### What to do
- a) According to the passage on Nixon and Fred Thompson, how old was Thompson when Nixon told Dean that "Dash is too smart for that kid"?
- b) Extend the passage on Nixon and Fred Thompson with a few further paragraphs, beginning after its final line.

### Supplied passage

____________________

Said Lenzner after those passages were read to him: "I find that all very understandable. If the shoe had been on the other foot we would have felt many of the same things."
'He isn't very smart, is he?'
Lenzner speaks highly of Thompson's intelligence. But the Nixon White House had long been suspicious of Thompson -- because they thought ill of his intellect, at least according to transcripts of Nixon's White House tapes from "Abuse of Power: The New Nixon Tapes," by Stanley Kutler.
On May 14, 1973, then White House chief of staff Alexander Haig tells President Nixon that he pulled then-Acting White House Counsel Leonard Garment off a phone call with Thompson.
"Oh shit," Nixon said of Thompson, fearing he would be out-skilled by Democrats on the committee. "He's dumb as hell."
Upon hearing Baker had chosen Thompson to be minority counsel in February, Nixon said, "Oh shit, that kid…They are going to lose them all."
"Well, we're stuck with him," replied H.R. Haldeman, the White House chief of staff who would resign on April 30.
Later that month, in a conversation with Nixon, Baker assured the president that Thompson was "tough. He's six feet five inches. He's a big mean fella."
"Smart?" asked Nixon.
"He's terribly smart," Baker replied.
But Nixon was not convinced. On March 16, 1973, he told Dean that "Dash is too smart for that kid," meaning Thompson, then 30 years old.
On June 6, 1973, Buzhardt -- the White House lawyer Thompson later tipped off about Butterfield's pending testimony about the tapes -- told Nixon that "we've got pretty good rapport with Fred Thompson."
"He isn't very smart, is he?" Nixon asked.
"He squeezed Gurney," Buzhardt said, referring to Sen. Edward Gurney, R-Fla. "Not extremely so, but --"
"But he's friendly," Nixon said.
"But he's friendly," Buzhardt agreed.
"Good," said Nixon.
"We're going to work with him over the weekend," Buzhardt said. "We are hoping, though, to work with Thompson and prepare him if Dean does appear next week, to do a very thorough cross-examination."

____________________

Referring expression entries
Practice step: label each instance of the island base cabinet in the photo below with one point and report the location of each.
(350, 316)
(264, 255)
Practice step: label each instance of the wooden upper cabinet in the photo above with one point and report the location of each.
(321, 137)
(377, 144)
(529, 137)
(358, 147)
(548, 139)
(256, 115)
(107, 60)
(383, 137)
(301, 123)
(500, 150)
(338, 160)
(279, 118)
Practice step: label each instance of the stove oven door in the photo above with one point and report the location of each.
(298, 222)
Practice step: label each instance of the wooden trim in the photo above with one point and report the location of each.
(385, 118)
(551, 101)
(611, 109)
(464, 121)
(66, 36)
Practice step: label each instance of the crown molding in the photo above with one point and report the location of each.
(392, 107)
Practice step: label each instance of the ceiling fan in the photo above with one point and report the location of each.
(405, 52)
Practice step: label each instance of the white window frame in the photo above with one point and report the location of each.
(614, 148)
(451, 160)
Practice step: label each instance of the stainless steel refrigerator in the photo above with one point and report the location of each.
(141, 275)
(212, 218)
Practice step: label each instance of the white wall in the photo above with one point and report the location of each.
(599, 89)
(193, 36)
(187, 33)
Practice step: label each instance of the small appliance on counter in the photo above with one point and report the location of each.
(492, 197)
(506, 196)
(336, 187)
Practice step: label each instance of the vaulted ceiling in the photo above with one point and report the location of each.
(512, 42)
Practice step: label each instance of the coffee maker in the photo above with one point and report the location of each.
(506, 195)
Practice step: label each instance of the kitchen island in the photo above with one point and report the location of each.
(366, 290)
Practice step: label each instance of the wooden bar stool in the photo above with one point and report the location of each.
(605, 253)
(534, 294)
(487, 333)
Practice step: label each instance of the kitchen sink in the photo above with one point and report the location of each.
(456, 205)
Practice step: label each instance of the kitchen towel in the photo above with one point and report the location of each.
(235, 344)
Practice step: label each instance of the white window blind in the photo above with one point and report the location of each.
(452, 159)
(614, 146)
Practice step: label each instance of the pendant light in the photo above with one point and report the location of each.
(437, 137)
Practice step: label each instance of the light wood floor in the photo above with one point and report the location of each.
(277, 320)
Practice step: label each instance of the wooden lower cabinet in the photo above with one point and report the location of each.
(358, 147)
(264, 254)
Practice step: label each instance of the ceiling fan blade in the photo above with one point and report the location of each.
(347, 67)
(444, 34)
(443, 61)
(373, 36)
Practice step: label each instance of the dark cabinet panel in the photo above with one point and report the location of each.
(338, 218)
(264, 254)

____________________

### Task results
- a) Thompson was 30 years old.

- b)
On June 11, 1973, Buzhardt told Nixon that the preparation had gone well.
"I found, uh, uh, Thompson most cooperative, feeling more Republican every day," Buzhardt said.
"Really?" asked Nixon.
"So he tells me," Buzhardt said, calling Thompson "perfectly prepared to assist in really doing a cross-examination." He called him "far more cooperative really than I expected him to be. He's willing to go, you know, pretty much the distance now. And he said he realized his responsibility was going to have be as a Republican increasingly."
"He realizes that Ervin, et al., and Dash are being totally political, does he?"
"Right," said Buzhardt, who then said that Thompson said he wanted to more aggressively defend the president but was being restrained by Baker. "[H]e says Baker's aware of it" -- how "political" things were getting -- "but he was quite candid with us; he thinks Baker will move much more slowly than he will let Thompson move."
"Right," said Nixon.
A few days after that conversation, Thompson's public question about Nixon's tapes -- regardless of his motivation -- helped bring about the end of the Nixon presidency, inadvertently or not.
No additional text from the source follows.